_Selected excerpt:_
—————

It was a fair question.
I have deadlines all throughout the term. First deadline is a project proposal, where they outline what they are doing and how. This is due in the first three weeks of the class. I also tell students if they have ANY problems to come talk to me. I've had two come to me this semester and in both cases I suggested how they could either modify their project, or collect a different sort of data - and they came back to tell me, "It's working now."
I also require a midsemester progress report. It's not worth a whole lot - though it is worth as much as a lab - and I note that this year, several people (including the person referenced in the post) did not hand one in.
I tend to be of the "you can lead a horse to water, but you can't shove its head under the surface and scream, "DRINK, DAMN YOU!" I figure the progress reports are a "hey, you know, you should be getting somewhere on this by now.
I also handed out a list of what I expected in the final paper about a month ago, with the note of "I hope you're finishing up your projects now.

—————

_Excerpted records:_
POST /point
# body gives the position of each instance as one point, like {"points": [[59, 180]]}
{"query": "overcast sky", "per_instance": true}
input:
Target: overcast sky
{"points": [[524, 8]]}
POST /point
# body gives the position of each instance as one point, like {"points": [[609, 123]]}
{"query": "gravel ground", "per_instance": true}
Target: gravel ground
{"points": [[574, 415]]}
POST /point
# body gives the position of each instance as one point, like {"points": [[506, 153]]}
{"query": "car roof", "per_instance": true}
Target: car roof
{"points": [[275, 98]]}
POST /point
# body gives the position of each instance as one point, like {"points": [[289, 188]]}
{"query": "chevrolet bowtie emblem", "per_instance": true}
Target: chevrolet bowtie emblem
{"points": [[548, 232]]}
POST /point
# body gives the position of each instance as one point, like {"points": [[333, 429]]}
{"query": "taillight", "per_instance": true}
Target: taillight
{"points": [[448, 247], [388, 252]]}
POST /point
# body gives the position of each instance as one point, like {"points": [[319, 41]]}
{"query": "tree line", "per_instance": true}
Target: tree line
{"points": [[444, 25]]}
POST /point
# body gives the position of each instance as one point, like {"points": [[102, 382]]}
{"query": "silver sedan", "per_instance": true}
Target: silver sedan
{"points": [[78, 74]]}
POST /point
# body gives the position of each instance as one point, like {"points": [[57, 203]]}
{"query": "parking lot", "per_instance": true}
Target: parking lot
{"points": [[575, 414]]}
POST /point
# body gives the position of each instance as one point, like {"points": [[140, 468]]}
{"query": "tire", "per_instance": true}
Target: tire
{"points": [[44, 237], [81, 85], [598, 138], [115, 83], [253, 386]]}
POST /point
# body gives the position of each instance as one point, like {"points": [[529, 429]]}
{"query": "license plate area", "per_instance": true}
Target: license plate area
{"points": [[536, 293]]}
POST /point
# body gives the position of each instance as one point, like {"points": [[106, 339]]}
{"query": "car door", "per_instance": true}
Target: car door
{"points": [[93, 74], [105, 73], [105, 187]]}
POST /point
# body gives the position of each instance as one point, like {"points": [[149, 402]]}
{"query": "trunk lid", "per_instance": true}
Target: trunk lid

—————

_Actions to take:_
**A.** Using the post on course deadlines, answer these:
(i) By what point in the class is the project proposal due?
(ii) How many students came to the writer with problems this semester?
(iii) The midsemester progress report is worth as much as what?
**B.** Duplicate the part of the post on course deadlines that begins at the words "I also require" and stops after "your projects now.".

_Expected answers:_
**A.**
(i) Within the first three weeks of the class.
(ii) Two.
(iii) A lab.

**B.**
I also require a midsemester progress report. It's not worth a whole lot - though it is worth as much as a lab - and I note that this year, several people (including the person referenced in the post) did not hand one in.
I tend to be of the "you can lead a horse to water, but you can't shove its head under the surface and scream, "DRINK, DAMN YOU!" I figure the progress reports are a "hey, you know, you should be getting somewhere on this by now.
I also handed out a list of what I expected in the final paper about a month ago, with the note of "I hope you're finishing up your projects now.